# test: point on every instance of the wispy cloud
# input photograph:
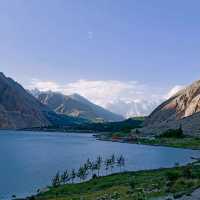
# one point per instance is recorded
(127, 98)
(90, 35)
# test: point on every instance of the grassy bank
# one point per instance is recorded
(187, 142)
(131, 185)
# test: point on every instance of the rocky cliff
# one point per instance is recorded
(18, 108)
(181, 109)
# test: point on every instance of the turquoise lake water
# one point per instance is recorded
(28, 160)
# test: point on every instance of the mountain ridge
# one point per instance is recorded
(182, 109)
(76, 106)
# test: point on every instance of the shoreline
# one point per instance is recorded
(121, 181)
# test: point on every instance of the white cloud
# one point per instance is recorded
(127, 98)
(90, 35)
(174, 90)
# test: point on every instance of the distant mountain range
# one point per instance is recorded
(19, 109)
(182, 109)
(75, 106)
(133, 108)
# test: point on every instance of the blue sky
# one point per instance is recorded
(110, 51)
(153, 42)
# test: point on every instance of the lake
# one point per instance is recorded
(28, 160)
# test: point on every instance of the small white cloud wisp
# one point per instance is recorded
(128, 98)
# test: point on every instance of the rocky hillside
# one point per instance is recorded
(181, 109)
(19, 109)
(76, 106)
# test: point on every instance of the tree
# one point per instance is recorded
(56, 180)
(82, 174)
(73, 175)
(89, 164)
(94, 167)
(66, 176)
(112, 162)
(99, 163)
(106, 163)
(121, 162)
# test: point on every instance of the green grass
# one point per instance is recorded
(187, 142)
(131, 185)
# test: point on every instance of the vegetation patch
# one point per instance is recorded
(140, 185)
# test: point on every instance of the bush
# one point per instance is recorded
(173, 133)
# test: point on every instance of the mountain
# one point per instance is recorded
(182, 109)
(19, 109)
(76, 106)
(133, 108)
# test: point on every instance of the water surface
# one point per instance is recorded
(28, 160)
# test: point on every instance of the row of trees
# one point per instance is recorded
(89, 169)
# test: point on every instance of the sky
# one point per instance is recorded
(144, 47)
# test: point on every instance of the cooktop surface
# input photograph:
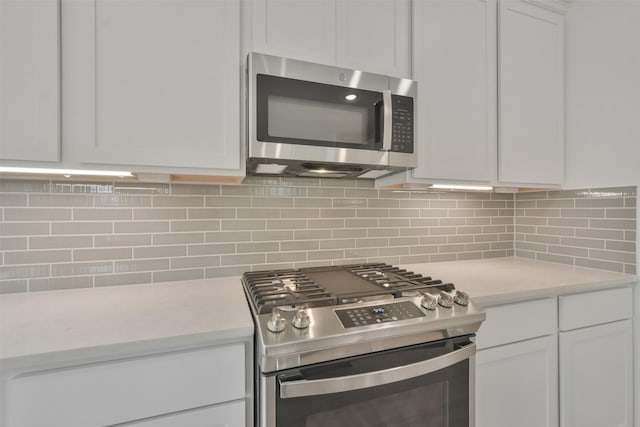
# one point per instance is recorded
(333, 285)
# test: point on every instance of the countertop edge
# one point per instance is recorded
(531, 294)
(124, 350)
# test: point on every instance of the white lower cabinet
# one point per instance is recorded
(596, 369)
(517, 384)
(517, 365)
(564, 361)
(198, 386)
(223, 415)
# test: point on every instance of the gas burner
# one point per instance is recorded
(333, 285)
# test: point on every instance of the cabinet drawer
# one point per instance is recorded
(519, 321)
(594, 308)
(129, 389)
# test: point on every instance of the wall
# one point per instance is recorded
(589, 228)
(67, 235)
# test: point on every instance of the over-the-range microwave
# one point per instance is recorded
(315, 120)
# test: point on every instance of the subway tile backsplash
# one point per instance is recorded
(58, 235)
(593, 228)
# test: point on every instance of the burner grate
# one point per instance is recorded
(268, 289)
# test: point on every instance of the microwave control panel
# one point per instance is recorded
(376, 314)
(402, 132)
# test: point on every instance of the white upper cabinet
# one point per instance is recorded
(370, 35)
(154, 83)
(454, 46)
(375, 36)
(29, 80)
(297, 29)
(531, 94)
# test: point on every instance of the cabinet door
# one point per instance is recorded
(225, 415)
(154, 83)
(29, 80)
(531, 94)
(455, 65)
(374, 35)
(298, 29)
(596, 376)
(517, 384)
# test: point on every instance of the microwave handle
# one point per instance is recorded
(303, 388)
(388, 120)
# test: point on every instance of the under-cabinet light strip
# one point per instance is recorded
(65, 172)
(462, 187)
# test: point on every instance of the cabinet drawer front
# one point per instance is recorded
(115, 392)
(594, 308)
(516, 322)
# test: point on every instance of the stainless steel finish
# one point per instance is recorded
(430, 302)
(290, 154)
(472, 390)
(372, 379)
(461, 298)
(277, 323)
(267, 412)
(326, 339)
(388, 120)
(301, 319)
(445, 300)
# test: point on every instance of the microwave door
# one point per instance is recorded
(291, 111)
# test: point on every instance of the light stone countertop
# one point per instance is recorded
(57, 328)
(504, 280)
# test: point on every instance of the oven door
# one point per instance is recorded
(425, 385)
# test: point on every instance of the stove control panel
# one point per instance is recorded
(377, 314)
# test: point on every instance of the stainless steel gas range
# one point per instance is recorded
(362, 345)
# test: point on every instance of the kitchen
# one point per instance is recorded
(101, 232)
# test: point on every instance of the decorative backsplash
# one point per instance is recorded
(58, 235)
(589, 228)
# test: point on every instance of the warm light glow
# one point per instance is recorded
(65, 172)
(462, 187)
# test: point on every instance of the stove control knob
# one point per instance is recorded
(301, 319)
(430, 302)
(277, 322)
(445, 300)
(461, 298)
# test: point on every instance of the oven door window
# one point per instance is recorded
(300, 112)
(438, 399)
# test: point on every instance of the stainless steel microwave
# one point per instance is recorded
(316, 120)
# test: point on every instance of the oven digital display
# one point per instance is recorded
(363, 316)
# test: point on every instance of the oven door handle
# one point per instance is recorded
(302, 388)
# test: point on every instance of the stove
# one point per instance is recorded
(322, 286)
(362, 344)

----

**Work instructions:**
Put every item above into a two-column CSV headed "prompt" and "points", one row per item, with the item's text under "prompt" and its answer under "points", each in a single quoted field with line breaks replaced by spaces. Leave the pictures out.

**Response:**
prompt,points
"# test: point on every instance of the wispy cloud # input photograph: # one point per instance is recorded","(127, 98) (90, 35)"
"# test: point on every instance of the grassy bank # one point per instance is recorded","(187, 142) (131, 185)"
"# test: point on every instance of the rocky cliff # one point per instance is recorded","(18, 108) (181, 109)"
"# test: point on every instance of the turquoise lake water # one point per instance is recorded","(28, 160)"
"# test: point on every instance of the mountain ridge # one point per instance is recorded","(182, 109) (76, 106)"
"# test: point on every instance of the shoreline # one point per instance is recorded","(121, 181)"
"# test: point on every instance of the white cloud # one point per instance is recorded","(127, 98) (90, 35) (174, 90)"
"# test: point on every instance of the distant mountain range # one point per instance is recorded","(19, 109) (182, 109) (75, 106) (133, 108)"
"# test: point on every instance of the blue sky # one point per instance is recorded","(110, 51) (153, 42)"
"# test: point on every instance of the lake # one point per instance is recorded","(28, 160)"
"# test: point on every instance of the small white cloud wisp # one point per instance is recorded","(128, 98)"
"# test: point on every instance of the rocky hillside # one point per instance is recorded","(181, 109) (19, 109) (76, 106)"
"# test: point on every instance of the tree # one point per instance is recorded","(56, 180) (82, 174) (73, 175) (89, 164) (94, 167) (66, 176) (112, 162) (99, 163) (106, 163) (121, 162)"
"# test: point on every instance of the green grass # one point per instance is recorded","(187, 142) (131, 185)"
"# test: point on every instance of the vegetation patch # one point per instance is recorded","(140, 185)"
"# test: point on every instance of the bush # one point per instance is recorded","(173, 133)"
"# test: point on every instance of the mountain # one point per instance is recorded","(182, 109) (19, 109) (76, 106) (133, 108)"
"# test: point on every instance of the water surface # one point per instance is recorded","(28, 160)"
"# test: point on every instance of the row of trees # one point per instance is recorded","(89, 169)"
"# test: point on every instance of the sky # one point per instance is recorded","(144, 47)"
"# test: point on every instance of the cooktop surface # input photograph: # one point per instance is recorded","(333, 285)"
"# test: point on every instance of the countertop edge # one point per instance is recorded","(531, 294) (124, 350)"
"# test: point on every instance of the white lower cabinet # one point per instance is recorded","(596, 369) (517, 384) (517, 365) (564, 361) (198, 386) (223, 415)"
"# test: point on every instance of the gas burner # one point per instance is recorded","(333, 285)"
"# test: point on every instance of the cabinet drawer # one point per instance is recorded","(519, 321) (594, 308) (129, 389)"
"# test: point on every instance of the wall # one point per instance is recorded","(589, 228) (67, 235)"
"# test: point on every instance of the over-the-range microwave # one point per instance is recorded","(315, 120)"
"# test: point on every instance of the subway tile backsplash # one point per instance is recorded","(58, 235) (593, 228)"
"# test: point on every instance of the burner grate # one point per instance is recorded","(268, 289)"
"# test: point on every instance of the microwave control panel # one point per instance is recorded","(376, 314) (402, 132)"
"# test: point on every instance of the white upper cabinet # one point per instance is recorded","(370, 35) (154, 83) (454, 46) (375, 36) (29, 80) (297, 29) (531, 94)"
"# test: point on every instance of the cabinet door # one point per instance is recorded","(225, 415) (154, 83) (29, 80) (531, 94) (455, 65) (374, 35) (298, 29) (596, 376) (517, 384)"
"# test: point on every instance of the microwave handle # one point per instance is recorded","(303, 388) (388, 120)"
"# test: point on every instance of the under-cabinet light strip # one point per instance is recorded","(65, 172) (462, 187)"
"# test: point on every instance of the cabinet drawer front # one point per instance is recorded","(115, 392) (594, 308) (516, 322)"
"# test: point on every instance of the stainless steel finish # one point per instance is recorded","(430, 302) (290, 154) (472, 390) (372, 379) (461, 298) (277, 323) (267, 412) (326, 339) (388, 120) (301, 319) (445, 300)"
"# test: point on every instance of the microwave door # one point per instance is recorded","(291, 111)"
"# test: point on every instance of the light stone countertop # one point per instance is recorded","(57, 328) (504, 280)"
"# test: point on every instance of the oven door # one point per instance is recorded","(425, 385)"
"# test: point on every instance of the stove control panel # one point per instance is recorded","(377, 314)"
"# test: point on every instance of the stainless steel gas range # one point per instance is recorded","(362, 345)"
"# test: point on every instance of the kitchen # one point per instance is recorded","(101, 232)"
"# test: point on every instance of the decorative backsplash # one point per instance is recorded","(58, 235) (589, 228)"
"# test: point on every instance of the warm light glow # one point per instance is recorded","(65, 172) (462, 187)"
"# test: point on every instance of the stove control knob # one point per instance is recorded","(301, 319) (430, 302) (277, 322) (445, 300) (461, 298)"
"# test: point on every instance of the oven door window # one point per instance is recorded","(300, 112) (438, 399)"
"# test: point on every instance of the stainless steel microwave # one point per instance is recorded","(316, 120)"
"# test: point on every instance of the oven digital display # one point per instance is recorded","(363, 316)"
"# test: point on every instance of the oven door handle # one point per instance is recorded","(302, 388)"
"# test: point on every instance of the stove # one point per instance is recorded","(322, 286) (362, 344)"